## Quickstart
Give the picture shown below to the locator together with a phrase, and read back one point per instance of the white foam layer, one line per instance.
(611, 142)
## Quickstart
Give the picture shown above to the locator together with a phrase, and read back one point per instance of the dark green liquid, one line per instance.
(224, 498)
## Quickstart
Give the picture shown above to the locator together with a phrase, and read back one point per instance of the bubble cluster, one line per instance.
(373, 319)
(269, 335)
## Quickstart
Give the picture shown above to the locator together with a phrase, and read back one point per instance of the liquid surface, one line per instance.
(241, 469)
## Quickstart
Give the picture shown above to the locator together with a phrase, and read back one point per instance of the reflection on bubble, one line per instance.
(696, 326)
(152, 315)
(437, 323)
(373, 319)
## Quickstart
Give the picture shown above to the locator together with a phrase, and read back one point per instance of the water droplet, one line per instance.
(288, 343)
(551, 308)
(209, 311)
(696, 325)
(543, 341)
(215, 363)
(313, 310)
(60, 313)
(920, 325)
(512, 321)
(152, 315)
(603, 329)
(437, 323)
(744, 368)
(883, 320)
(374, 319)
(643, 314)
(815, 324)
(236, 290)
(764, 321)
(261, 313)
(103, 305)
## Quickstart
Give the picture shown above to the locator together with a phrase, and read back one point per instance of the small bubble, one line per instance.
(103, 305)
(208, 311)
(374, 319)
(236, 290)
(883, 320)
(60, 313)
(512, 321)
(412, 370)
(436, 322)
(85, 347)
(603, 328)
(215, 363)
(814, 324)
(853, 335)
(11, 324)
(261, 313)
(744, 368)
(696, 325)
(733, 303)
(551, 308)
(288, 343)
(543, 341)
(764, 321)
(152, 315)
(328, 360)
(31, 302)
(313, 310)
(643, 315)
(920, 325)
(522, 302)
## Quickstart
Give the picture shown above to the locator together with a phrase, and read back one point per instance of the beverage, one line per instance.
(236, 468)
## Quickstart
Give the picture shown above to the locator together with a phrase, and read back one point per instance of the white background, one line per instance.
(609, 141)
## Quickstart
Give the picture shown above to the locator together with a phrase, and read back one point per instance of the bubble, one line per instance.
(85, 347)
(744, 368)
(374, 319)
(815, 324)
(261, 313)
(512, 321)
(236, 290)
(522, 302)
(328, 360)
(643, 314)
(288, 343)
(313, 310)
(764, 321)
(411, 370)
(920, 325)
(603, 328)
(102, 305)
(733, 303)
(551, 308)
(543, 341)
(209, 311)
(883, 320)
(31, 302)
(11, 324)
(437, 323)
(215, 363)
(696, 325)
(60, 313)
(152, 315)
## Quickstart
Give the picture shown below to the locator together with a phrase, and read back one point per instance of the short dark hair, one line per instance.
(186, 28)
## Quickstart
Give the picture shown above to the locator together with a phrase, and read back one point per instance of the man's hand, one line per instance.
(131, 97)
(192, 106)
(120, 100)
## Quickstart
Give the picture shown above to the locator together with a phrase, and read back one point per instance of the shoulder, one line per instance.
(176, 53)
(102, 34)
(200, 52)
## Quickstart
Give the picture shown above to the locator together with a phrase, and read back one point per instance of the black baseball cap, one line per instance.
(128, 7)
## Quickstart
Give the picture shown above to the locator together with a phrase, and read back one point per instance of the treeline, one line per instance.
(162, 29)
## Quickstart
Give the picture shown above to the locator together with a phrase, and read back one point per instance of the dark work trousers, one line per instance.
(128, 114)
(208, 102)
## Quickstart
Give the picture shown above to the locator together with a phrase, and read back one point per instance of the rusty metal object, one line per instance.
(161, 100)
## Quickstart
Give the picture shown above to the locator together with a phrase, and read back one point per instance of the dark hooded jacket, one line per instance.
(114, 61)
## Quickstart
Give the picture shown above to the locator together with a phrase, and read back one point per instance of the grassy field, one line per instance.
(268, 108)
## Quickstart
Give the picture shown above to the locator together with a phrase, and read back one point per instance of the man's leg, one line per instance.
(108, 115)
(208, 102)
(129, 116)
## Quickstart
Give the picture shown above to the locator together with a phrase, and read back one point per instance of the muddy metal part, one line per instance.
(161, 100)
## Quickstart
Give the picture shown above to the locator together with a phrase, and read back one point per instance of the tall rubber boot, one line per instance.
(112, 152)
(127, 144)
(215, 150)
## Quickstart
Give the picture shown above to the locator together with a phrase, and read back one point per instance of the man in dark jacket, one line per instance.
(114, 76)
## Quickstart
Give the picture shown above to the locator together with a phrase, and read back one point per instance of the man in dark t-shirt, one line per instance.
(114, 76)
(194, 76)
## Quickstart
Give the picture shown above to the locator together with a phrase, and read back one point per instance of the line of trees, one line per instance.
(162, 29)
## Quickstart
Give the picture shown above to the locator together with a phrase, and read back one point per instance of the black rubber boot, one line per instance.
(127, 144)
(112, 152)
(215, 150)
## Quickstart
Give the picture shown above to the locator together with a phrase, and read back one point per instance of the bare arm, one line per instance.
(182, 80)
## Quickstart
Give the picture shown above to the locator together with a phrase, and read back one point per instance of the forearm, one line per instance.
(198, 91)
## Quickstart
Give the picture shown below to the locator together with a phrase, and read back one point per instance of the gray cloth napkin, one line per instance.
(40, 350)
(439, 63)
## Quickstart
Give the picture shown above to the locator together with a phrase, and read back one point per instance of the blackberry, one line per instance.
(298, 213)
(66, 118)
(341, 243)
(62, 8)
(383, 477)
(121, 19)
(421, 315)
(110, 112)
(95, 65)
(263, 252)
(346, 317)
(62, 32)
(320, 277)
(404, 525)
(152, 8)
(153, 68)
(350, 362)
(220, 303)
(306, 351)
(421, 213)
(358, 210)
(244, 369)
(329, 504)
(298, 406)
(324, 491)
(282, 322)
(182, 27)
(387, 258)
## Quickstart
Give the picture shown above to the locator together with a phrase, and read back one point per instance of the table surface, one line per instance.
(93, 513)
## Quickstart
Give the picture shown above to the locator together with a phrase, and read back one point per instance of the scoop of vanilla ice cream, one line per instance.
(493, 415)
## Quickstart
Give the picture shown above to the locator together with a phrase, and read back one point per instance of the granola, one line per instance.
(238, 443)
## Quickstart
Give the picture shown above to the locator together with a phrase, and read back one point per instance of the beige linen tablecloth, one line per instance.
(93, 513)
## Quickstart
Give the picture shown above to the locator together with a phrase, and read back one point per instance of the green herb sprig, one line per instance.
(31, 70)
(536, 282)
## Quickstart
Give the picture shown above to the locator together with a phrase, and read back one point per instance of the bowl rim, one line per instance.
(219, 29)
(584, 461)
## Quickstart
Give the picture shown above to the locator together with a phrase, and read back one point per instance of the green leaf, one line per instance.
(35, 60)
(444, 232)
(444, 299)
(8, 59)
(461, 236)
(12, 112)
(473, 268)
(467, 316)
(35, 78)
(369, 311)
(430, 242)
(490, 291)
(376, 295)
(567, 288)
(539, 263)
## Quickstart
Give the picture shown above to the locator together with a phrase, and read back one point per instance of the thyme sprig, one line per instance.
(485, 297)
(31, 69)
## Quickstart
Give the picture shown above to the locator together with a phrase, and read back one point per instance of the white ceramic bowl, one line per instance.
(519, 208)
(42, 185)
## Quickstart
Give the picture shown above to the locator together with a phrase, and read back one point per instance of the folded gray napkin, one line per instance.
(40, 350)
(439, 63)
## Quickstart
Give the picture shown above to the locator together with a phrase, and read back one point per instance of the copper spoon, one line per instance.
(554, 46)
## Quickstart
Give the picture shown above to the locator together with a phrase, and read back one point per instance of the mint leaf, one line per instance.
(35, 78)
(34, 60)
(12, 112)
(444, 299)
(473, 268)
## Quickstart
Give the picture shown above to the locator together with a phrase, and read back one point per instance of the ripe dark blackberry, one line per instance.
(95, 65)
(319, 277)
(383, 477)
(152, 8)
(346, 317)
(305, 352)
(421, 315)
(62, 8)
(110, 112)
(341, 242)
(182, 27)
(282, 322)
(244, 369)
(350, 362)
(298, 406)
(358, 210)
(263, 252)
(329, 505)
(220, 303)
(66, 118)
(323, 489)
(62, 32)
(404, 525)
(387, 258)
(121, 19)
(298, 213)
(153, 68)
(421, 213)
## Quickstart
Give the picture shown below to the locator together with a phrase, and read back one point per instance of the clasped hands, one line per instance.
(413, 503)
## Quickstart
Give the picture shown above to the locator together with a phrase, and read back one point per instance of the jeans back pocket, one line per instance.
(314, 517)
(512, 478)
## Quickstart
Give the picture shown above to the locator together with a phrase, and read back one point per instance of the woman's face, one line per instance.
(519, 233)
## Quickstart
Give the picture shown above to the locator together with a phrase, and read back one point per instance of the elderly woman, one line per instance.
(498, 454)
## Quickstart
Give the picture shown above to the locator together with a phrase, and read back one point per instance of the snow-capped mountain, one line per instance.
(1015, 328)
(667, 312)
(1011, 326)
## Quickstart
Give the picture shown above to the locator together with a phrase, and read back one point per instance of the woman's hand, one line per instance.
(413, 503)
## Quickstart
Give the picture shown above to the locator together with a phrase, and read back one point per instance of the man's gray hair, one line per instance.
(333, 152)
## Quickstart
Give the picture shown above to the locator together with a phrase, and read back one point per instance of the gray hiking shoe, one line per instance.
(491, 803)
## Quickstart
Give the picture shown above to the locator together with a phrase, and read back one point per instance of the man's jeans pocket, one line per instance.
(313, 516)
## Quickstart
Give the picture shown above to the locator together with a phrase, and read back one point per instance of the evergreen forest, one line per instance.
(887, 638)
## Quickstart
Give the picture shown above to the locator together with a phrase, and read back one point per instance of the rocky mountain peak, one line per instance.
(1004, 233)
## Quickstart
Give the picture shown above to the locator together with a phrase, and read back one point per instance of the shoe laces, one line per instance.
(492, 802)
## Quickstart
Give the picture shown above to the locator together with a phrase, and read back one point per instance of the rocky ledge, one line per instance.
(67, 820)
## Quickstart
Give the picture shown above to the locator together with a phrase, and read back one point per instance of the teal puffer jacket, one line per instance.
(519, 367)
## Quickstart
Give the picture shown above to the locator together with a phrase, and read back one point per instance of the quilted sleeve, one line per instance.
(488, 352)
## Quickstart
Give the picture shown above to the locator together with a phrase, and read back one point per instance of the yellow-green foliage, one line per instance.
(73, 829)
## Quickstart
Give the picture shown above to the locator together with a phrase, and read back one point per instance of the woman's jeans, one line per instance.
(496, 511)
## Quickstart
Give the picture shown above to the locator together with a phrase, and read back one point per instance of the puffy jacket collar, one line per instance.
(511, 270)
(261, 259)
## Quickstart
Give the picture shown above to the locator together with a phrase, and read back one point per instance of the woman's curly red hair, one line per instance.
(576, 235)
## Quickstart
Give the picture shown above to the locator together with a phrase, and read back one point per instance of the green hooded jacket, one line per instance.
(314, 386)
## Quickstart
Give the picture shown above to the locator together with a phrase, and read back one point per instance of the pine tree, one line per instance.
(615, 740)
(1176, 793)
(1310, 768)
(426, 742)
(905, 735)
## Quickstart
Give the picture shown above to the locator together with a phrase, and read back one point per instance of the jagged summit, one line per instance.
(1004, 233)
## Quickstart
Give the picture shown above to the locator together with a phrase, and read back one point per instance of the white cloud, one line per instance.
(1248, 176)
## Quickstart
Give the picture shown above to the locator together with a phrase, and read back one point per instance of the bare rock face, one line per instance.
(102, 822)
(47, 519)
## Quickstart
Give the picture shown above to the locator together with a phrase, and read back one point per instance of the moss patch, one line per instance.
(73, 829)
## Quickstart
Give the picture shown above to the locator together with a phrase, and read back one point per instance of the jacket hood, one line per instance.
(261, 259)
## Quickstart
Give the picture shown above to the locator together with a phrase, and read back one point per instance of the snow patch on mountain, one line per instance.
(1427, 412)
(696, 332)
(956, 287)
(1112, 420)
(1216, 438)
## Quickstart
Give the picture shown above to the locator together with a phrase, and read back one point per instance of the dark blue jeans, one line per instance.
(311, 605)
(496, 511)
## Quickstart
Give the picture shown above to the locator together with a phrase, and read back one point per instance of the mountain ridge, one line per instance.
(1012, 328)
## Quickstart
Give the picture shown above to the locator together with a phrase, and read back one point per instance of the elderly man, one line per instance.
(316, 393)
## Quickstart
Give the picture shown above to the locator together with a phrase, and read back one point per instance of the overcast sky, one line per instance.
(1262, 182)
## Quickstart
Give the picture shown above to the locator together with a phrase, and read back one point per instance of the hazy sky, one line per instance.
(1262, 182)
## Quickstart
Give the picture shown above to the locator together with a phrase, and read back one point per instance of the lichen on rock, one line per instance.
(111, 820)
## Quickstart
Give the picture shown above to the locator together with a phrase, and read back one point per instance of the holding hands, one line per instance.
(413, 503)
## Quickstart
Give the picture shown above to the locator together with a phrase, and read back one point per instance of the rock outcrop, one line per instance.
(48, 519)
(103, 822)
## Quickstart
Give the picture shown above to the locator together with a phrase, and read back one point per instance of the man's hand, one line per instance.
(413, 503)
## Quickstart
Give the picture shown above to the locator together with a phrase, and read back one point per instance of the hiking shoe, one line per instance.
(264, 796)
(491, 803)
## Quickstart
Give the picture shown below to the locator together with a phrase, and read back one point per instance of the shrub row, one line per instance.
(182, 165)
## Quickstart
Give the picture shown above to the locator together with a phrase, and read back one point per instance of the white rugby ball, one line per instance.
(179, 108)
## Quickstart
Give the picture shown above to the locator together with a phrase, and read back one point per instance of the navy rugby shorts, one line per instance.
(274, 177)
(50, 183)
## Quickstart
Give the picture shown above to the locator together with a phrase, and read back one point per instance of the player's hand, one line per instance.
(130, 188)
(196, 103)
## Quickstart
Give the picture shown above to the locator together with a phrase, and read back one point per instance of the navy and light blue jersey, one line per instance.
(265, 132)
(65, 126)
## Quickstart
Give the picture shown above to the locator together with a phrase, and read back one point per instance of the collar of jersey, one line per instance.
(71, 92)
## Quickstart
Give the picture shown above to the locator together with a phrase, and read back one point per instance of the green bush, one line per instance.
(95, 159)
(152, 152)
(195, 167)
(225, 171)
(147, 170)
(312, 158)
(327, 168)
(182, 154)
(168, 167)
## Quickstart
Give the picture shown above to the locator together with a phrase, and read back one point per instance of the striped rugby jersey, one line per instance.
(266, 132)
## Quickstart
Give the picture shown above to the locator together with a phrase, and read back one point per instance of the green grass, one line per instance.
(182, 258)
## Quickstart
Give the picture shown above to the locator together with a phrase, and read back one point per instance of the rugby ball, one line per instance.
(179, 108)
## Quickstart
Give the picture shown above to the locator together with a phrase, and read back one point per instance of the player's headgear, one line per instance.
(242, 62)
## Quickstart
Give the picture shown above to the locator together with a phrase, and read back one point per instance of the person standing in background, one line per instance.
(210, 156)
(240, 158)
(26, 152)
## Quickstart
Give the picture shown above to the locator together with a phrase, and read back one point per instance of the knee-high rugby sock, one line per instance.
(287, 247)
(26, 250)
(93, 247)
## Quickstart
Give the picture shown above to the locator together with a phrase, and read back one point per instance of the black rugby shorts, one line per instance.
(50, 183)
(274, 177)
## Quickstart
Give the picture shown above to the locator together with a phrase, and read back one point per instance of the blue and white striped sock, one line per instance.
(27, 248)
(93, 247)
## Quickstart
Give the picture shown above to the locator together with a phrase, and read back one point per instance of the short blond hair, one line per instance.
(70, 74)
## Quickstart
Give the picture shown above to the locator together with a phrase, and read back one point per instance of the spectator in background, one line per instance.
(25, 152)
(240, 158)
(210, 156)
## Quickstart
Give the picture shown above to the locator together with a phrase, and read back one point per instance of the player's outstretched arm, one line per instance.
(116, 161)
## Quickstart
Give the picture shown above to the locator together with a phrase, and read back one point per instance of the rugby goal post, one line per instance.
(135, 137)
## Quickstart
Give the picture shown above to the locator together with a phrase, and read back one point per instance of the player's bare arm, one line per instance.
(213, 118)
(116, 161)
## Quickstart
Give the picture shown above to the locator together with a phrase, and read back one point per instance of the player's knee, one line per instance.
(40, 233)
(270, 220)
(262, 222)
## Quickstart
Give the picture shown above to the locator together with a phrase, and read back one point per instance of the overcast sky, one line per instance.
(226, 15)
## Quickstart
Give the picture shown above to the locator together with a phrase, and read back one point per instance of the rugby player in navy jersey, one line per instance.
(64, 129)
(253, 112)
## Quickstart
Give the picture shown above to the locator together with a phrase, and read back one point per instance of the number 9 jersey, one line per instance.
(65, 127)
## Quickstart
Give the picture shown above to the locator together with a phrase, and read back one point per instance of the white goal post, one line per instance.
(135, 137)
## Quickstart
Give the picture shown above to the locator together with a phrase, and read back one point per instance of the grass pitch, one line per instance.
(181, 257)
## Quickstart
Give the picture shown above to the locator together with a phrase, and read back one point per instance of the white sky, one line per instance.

------------------------------

Required work ▸
How many lines of the listing above contain the string "surface"? Case matters, so count only exact-case matches, and give the number alone.

Full response ▸
2